Photo-based point labeling data:
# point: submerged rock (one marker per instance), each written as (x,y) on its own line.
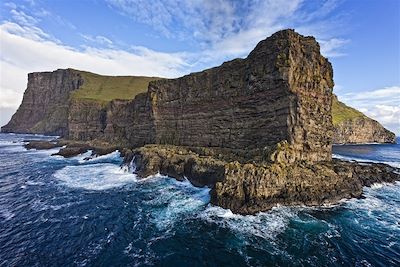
(257,130)
(39,145)
(249,187)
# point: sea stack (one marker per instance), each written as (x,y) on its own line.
(257,130)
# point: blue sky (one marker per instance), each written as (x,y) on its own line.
(173,38)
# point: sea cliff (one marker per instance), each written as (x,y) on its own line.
(257,130)
(353,127)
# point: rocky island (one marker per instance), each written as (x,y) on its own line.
(258,130)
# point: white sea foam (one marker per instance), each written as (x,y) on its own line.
(94,176)
(174,200)
(86,157)
(266,225)
(390,163)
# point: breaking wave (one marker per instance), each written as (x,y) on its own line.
(94,176)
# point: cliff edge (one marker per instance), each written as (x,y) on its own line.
(257,130)
(353,127)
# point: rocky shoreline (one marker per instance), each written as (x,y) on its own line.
(239,181)
(258,130)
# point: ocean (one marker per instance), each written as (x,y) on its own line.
(76,212)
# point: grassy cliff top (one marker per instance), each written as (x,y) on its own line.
(106,88)
(341,112)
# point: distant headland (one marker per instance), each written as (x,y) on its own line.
(258,130)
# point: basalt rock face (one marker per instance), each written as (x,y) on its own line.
(362,130)
(281,91)
(353,127)
(246,186)
(45,105)
(257,130)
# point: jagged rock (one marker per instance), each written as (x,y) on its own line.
(353,127)
(45,105)
(281,91)
(257,130)
(250,187)
(39,145)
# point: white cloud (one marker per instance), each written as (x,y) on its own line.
(232,28)
(28,49)
(21,18)
(382,105)
(331,47)
(99,39)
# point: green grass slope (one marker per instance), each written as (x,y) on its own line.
(342,112)
(103,88)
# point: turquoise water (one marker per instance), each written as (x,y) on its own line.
(72,212)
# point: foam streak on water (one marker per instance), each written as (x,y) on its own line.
(92,212)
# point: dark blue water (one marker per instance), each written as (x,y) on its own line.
(71,212)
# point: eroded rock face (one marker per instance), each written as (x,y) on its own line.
(248,187)
(281,91)
(45,106)
(353,127)
(362,130)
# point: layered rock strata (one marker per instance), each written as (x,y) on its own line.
(45,105)
(257,130)
(247,186)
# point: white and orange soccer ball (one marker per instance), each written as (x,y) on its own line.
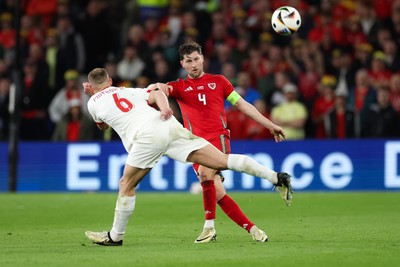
(286,20)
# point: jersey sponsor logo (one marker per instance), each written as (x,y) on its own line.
(212,86)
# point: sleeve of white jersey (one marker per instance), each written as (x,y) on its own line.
(92,112)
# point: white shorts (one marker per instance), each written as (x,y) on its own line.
(170,139)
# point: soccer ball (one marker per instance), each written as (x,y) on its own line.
(286,20)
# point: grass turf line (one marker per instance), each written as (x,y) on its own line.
(319,229)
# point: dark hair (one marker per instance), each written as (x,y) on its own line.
(98,76)
(188,48)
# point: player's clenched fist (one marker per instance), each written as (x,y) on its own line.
(87,89)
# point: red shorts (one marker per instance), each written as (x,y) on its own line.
(222,142)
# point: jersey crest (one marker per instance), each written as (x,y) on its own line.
(212,86)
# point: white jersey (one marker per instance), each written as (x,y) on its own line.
(145,136)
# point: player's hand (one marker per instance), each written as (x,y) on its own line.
(164,87)
(278,133)
(87,89)
(166,114)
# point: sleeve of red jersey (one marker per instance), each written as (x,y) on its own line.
(227,86)
(174,91)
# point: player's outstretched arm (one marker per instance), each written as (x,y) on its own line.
(250,111)
(161,86)
(160,99)
(87,88)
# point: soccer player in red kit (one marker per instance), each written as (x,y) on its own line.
(201,98)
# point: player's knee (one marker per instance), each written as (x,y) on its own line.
(204,176)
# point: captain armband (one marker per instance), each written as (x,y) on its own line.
(233,98)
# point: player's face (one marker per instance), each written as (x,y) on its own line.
(193,64)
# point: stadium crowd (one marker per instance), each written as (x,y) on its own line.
(337,77)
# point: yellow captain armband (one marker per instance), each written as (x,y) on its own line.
(233,98)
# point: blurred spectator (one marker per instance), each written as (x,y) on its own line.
(51,57)
(151,28)
(7,34)
(142,82)
(151,8)
(381,121)
(229,71)
(291,115)
(36,55)
(256,65)
(71,49)
(353,31)
(96,33)
(75,125)
(136,40)
(255,131)
(341,63)
(59,104)
(162,72)
(223,55)
(219,36)
(369,22)
(236,122)
(323,104)
(276,97)
(4,113)
(392,55)
(362,95)
(44,9)
(173,20)
(341,122)
(379,73)
(31,30)
(308,81)
(111,67)
(394,87)
(131,65)
(35,99)
(189,30)
(362,56)
(244,88)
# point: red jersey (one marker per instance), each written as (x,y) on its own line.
(201,102)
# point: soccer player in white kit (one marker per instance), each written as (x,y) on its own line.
(148,134)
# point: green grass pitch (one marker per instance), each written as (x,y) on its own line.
(319,229)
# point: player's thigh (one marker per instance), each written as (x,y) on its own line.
(132,176)
(209,156)
(219,187)
(204,173)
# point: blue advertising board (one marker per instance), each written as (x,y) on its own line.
(315,165)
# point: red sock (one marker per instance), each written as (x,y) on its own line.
(232,209)
(209,199)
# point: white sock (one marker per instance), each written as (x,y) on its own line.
(209,224)
(242,163)
(123,210)
(252,229)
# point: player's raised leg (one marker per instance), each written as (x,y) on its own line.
(213,158)
(123,210)
(205,176)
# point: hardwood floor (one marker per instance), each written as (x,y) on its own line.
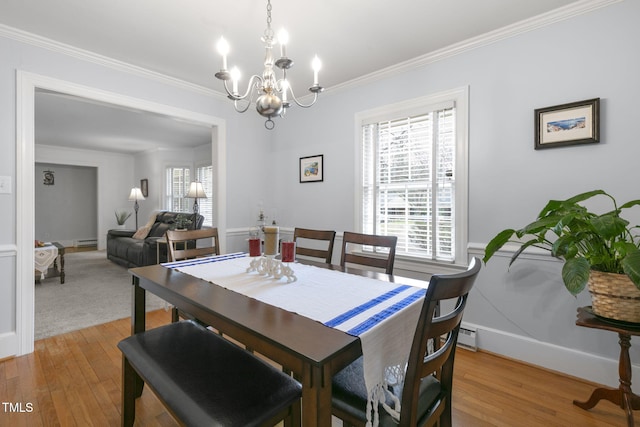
(74,380)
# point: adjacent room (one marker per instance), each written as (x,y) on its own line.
(349,207)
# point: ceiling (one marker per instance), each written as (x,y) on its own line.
(353,38)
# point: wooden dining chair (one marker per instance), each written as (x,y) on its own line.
(184,245)
(425,394)
(377,259)
(323,237)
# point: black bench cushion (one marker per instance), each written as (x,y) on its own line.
(206,380)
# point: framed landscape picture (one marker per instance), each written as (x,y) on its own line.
(568,124)
(311,168)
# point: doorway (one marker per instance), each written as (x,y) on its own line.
(27,84)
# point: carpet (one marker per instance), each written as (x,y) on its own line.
(95,291)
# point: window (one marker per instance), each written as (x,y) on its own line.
(204,174)
(178,180)
(413,175)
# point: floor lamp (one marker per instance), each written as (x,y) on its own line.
(196,191)
(134,196)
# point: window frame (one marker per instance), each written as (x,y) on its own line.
(167,197)
(208,221)
(459,96)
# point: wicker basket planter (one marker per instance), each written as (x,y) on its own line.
(614,296)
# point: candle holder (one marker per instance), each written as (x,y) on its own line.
(269,266)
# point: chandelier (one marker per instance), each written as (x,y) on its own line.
(271,94)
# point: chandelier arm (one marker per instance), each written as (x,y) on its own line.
(236,102)
(252,83)
(293,96)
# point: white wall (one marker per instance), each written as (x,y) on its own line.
(237,136)
(114,176)
(524,313)
(67,210)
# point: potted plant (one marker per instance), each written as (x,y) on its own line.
(122,216)
(599,249)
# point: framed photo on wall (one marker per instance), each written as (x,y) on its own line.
(144,187)
(568,124)
(311,168)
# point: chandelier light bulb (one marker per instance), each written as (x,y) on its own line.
(223,50)
(285,87)
(270,91)
(235,77)
(316,65)
(283,39)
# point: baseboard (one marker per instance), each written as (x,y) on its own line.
(575,363)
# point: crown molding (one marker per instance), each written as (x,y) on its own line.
(543,20)
(85,55)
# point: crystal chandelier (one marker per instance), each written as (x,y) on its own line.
(273,94)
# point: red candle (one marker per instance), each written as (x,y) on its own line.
(288,251)
(254,247)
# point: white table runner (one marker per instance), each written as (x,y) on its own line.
(382,314)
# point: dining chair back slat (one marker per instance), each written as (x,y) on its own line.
(376,259)
(183,244)
(323,237)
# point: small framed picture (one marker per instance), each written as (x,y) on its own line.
(48,178)
(311,168)
(144,187)
(568,124)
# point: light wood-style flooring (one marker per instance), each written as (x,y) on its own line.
(74,380)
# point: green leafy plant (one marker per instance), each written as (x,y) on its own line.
(583,239)
(122,216)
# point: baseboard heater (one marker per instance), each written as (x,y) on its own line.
(83,243)
(467,338)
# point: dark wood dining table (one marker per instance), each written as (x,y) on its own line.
(311,350)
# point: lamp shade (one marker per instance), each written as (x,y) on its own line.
(196,191)
(136,194)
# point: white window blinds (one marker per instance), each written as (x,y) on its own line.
(409,182)
(177,186)
(204,174)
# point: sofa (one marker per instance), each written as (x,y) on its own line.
(131,248)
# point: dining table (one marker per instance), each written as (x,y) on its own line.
(290,329)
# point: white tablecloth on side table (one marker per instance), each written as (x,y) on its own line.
(44,257)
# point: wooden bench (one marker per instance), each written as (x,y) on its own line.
(205,380)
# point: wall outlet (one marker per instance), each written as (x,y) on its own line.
(5,185)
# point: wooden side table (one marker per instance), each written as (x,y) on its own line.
(621,396)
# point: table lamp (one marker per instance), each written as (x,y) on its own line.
(134,196)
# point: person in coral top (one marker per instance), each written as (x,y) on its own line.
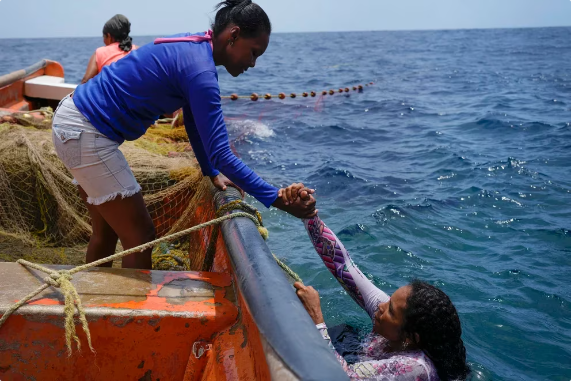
(117,42)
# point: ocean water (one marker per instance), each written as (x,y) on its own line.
(454,167)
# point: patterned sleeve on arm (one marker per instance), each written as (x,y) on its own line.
(338,261)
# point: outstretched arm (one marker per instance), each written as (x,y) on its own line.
(338,261)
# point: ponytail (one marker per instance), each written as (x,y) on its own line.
(249,16)
(119,28)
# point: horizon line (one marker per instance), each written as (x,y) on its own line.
(351,31)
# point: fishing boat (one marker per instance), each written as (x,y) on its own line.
(238,318)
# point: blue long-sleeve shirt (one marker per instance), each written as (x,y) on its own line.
(129,95)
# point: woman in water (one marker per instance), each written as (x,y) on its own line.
(117,42)
(126,98)
(416,332)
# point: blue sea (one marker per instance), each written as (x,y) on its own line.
(454,167)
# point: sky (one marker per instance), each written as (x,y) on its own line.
(82,18)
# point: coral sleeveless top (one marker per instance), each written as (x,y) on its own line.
(109,54)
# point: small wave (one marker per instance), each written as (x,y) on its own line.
(244,128)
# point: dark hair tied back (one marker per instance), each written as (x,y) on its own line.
(119,28)
(245,14)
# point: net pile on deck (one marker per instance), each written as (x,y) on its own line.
(43,219)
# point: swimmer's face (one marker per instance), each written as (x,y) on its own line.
(244,51)
(389,317)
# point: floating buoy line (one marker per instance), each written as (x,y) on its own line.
(282,96)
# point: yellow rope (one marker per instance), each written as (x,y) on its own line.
(62,279)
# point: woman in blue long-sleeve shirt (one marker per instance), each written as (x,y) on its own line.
(129,95)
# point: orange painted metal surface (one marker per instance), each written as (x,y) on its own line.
(145,335)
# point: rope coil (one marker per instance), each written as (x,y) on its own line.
(62,279)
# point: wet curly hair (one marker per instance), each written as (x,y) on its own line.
(431,314)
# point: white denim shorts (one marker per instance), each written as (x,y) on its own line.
(94,160)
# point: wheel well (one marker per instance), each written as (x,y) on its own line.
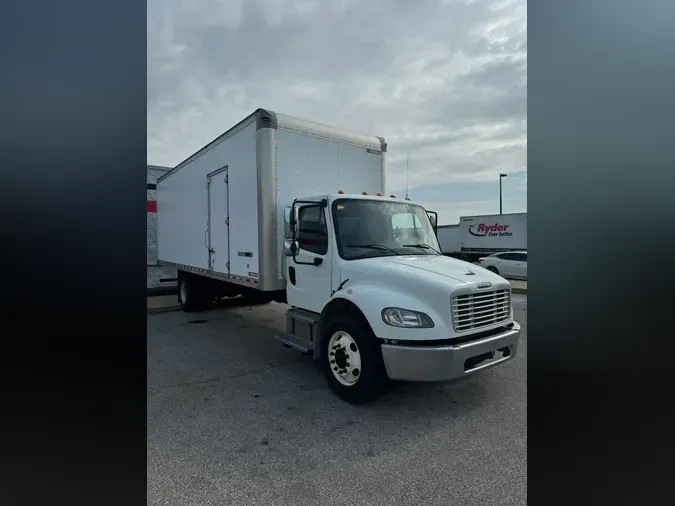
(336,307)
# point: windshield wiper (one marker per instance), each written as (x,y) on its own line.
(380,247)
(422,246)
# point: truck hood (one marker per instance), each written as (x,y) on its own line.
(434,269)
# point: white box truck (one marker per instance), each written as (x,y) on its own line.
(295,211)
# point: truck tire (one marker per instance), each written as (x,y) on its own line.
(190,297)
(352,361)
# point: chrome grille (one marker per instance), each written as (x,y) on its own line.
(480,309)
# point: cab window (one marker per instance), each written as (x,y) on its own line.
(312,230)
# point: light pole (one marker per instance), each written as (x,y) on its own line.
(501,176)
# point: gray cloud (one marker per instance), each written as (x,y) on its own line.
(445,79)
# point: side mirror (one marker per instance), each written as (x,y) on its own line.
(433,218)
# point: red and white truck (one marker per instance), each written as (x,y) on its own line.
(479,236)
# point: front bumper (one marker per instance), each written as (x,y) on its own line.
(442,363)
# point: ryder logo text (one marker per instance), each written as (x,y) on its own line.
(496,230)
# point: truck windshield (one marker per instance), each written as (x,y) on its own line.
(373,228)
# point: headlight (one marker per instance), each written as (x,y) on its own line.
(397,317)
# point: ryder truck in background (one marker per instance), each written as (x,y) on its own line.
(284,209)
(479,236)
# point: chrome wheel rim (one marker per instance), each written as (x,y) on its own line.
(344,358)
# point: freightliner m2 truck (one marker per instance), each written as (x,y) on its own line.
(279,208)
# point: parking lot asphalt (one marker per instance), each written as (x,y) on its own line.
(235,418)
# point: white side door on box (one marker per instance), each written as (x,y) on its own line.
(218,226)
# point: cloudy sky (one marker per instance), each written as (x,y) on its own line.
(444,79)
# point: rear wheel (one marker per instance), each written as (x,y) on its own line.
(190,296)
(352,361)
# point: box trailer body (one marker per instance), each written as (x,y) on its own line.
(493,233)
(278,198)
(221,211)
(449,240)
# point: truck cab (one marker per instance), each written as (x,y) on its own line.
(372,297)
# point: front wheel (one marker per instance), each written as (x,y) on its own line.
(352,362)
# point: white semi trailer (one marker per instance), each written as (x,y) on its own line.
(291,210)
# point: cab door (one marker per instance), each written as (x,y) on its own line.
(308,267)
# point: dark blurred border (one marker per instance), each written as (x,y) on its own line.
(601,215)
(72,201)
(72,206)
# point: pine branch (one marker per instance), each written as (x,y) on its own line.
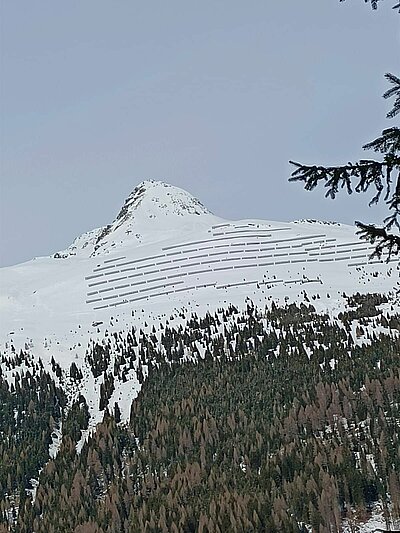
(384,242)
(374,4)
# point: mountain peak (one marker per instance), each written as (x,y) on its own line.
(152,212)
(151,198)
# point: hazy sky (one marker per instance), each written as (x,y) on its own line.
(212,96)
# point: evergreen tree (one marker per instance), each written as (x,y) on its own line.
(383,176)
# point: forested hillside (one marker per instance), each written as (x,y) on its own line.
(279,420)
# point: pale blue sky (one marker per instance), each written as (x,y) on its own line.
(212,96)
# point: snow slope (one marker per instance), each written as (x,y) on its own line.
(163,252)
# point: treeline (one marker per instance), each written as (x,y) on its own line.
(273,421)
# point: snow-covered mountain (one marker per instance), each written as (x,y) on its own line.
(164,253)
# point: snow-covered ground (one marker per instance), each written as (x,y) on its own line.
(166,252)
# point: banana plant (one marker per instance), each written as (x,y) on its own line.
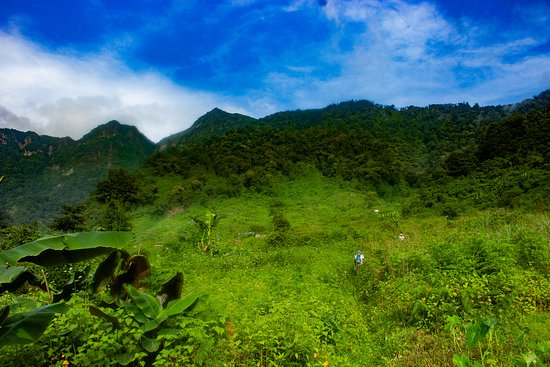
(28,325)
(207,228)
(25,327)
(13,277)
(148,311)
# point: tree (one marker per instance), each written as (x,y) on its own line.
(119,186)
(71,220)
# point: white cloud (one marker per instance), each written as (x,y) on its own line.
(62,94)
(410,54)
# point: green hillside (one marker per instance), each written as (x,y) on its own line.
(42,173)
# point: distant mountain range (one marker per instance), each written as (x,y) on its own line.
(43,172)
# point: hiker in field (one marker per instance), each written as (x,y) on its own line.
(358,260)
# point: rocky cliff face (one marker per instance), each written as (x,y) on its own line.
(42,172)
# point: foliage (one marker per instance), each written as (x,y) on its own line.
(71,219)
(14,236)
(207,230)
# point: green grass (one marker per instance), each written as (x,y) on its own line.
(254,284)
(302,304)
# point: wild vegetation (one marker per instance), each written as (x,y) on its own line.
(260,226)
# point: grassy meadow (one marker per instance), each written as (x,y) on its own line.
(468,291)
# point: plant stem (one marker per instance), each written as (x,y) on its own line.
(47,287)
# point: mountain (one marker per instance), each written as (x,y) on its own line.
(43,172)
(213,123)
(382,148)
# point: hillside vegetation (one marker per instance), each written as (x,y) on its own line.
(263,219)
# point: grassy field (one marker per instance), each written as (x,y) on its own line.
(470,291)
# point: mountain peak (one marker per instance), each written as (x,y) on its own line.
(213,123)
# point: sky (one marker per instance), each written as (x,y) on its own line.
(67,66)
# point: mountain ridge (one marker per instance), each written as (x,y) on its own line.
(42,172)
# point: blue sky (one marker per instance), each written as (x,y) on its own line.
(67,66)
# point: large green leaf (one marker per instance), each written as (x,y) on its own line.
(76,284)
(66,248)
(148,304)
(26,327)
(137,267)
(105,316)
(13,277)
(150,345)
(105,271)
(171,289)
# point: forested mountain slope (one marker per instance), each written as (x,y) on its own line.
(493,155)
(42,173)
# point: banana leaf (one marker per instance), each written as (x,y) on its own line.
(77,283)
(66,248)
(105,271)
(26,327)
(148,304)
(171,289)
(13,277)
(111,319)
(179,306)
(136,268)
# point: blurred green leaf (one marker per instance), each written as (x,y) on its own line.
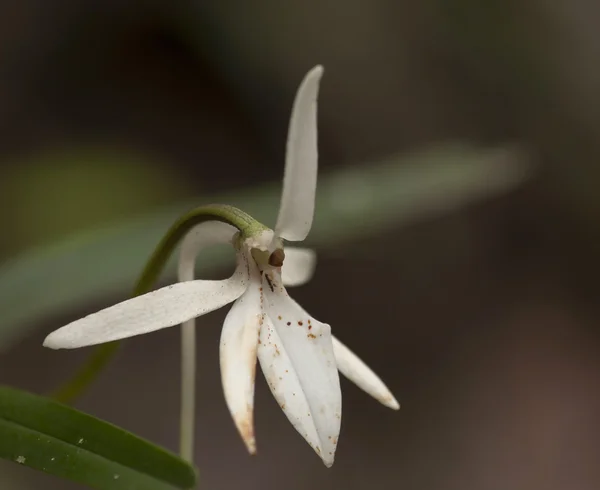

Exercise brief: Print again, word for word, every line from the line with "# point: mountain ridge" to the final line of the records, inclusive; skip the pictures.

Task response:
# point: mountain ridge (one marker per instance), each written as (x,y) on its own line.
(42,172)
# point: blue sky (one marker per instance), each written as (x,y) on its own line.
(67,66)
# point: large green leaf (one marker per instance), each written as (x,y) on its own line.
(76,284)
(66,248)
(148,304)
(26,327)
(137,267)
(105,316)
(13,277)
(150,345)
(105,271)
(171,289)
# point: forested mountain slope (one marker per instance), each written as (x,y) on its own line.
(493,155)
(42,173)
# point: banana leaf (one marker per instance), each written as (x,y) on its own line.
(77,283)
(66,248)
(105,271)
(26,327)
(148,304)
(171,289)
(13,277)
(111,319)
(179,306)
(136,268)
# point: blurred green leaf (one marker per instance), each written as (x,y) on its own line.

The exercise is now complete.